EXERCISE MATERIAL:
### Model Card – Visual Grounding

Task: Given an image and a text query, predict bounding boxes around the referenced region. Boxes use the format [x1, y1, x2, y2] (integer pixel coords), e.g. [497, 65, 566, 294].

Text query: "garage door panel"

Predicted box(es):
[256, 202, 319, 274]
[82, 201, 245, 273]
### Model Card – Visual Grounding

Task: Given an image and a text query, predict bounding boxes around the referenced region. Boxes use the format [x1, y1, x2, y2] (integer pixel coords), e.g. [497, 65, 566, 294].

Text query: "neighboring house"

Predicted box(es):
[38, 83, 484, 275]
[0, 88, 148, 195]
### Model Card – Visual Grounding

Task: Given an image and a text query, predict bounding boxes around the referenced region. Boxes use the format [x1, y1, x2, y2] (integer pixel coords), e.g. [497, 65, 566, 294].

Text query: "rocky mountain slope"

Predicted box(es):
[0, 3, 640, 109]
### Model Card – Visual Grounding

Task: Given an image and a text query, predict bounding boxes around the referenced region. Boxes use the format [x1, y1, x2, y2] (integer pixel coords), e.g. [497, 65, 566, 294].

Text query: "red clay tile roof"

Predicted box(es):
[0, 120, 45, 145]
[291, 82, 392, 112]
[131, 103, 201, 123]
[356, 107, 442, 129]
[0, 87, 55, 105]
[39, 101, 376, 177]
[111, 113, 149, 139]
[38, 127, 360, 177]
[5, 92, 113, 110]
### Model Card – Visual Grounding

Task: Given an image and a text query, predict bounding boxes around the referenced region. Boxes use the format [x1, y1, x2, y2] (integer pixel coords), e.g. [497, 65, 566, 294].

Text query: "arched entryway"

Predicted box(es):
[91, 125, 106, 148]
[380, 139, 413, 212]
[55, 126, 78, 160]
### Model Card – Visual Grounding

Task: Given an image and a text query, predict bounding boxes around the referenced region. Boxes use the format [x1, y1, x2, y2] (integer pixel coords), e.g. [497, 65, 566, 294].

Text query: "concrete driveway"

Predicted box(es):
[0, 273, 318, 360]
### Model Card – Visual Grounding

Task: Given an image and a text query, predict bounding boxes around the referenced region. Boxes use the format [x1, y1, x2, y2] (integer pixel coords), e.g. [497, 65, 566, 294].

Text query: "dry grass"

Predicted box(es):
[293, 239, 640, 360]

TASK DESCRIPTION: Format every line of the entries above as a JSON array of strings, one string per line, with blank lines omitted.

EXERCISE RESPONSE:
[
  "### Model Card – Visual Grounding",
  "Task: Given an image and a text query, predict bounding boxes around the referenced region. Boxes use the format [x1, y1, x2, y2] (integer pixel coords), e.g. [497, 65, 566, 294].",
  "Text query: \"garage door panel\"",
  "Predicted box(es):",
  "[256, 202, 319, 274]",
  "[82, 201, 245, 273]",
  "### Model Card – Visual Grounding",
  "Task: Given an image and a text query, predict bounding boxes around the referenced region. Boxes use the format [x1, y1, x2, y2] (integer pixel coords), e.g. [497, 65, 566, 294].",
  "Text query: \"neighboring house\"",
  "Predicted box(es):",
  "[38, 83, 484, 275]",
  "[0, 88, 148, 195]",
  "### Model Card – Visual Grounding",
  "Task: Given an image and a text query, predict bounding boxes around the referenced region. Boxes use the format [x1, y1, x2, y2] (integer pixel coords), e.g. [497, 65, 566, 294].",
  "Text query: \"rocky mountain slope\"",
  "Predicted box(es):",
  "[0, 3, 640, 109]",
  "### Model Card – Visual Grounding",
  "Task: Given an image and a text query, predict bounding boxes around the referenced region. Boxes use the format [x1, y1, x2, y2] (integer pixel coords), e.g. [497, 65, 566, 294].",
  "Text query: \"red clay tile roof\"",
  "Predicted box(es):",
  "[0, 120, 45, 145]",
  "[291, 82, 392, 112]",
  "[131, 103, 201, 123]",
  "[356, 107, 442, 129]",
  "[0, 87, 55, 105]",
  "[39, 101, 376, 177]",
  "[111, 113, 149, 139]",
  "[38, 127, 360, 177]",
  "[5, 92, 113, 110]",
  "### Model Card – Visual Grounding",
  "Task: Given an image and a text query, predict bounding boxes around the referenced region. Boxes use the format [x1, y1, x2, y2] (integer pixel coords), e.g. [497, 65, 566, 294].",
  "Text query: \"arched entryway\"",
  "Predicted box(es):",
  "[91, 125, 106, 148]",
  "[380, 139, 413, 212]",
  "[55, 126, 78, 160]",
  "### Model Card – Visual Grounding",
  "Task: Given an image and a text query, predict bounding boxes around the referenced region. Boxes use the format [x1, y1, x2, y2] (integer pixel coords), e.g. [497, 65, 566, 294].",
  "Text query: \"concrete driveway\"",
  "Predicted box(es):",
  "[0, 273, 318, 360]",
  "### Model Card – Visual Grounding",
  "Task: Given an image and a text query, predict bounding boxes around the referenced region. Boxes use the format [x1, y1, x2, y2] (integer pixel coords), e.g. [497, 65, 566, 294].",
  "Text query: \"dry grass\"",
  "Predicted box(es):",
  "[293, 239, 640, 360]"
]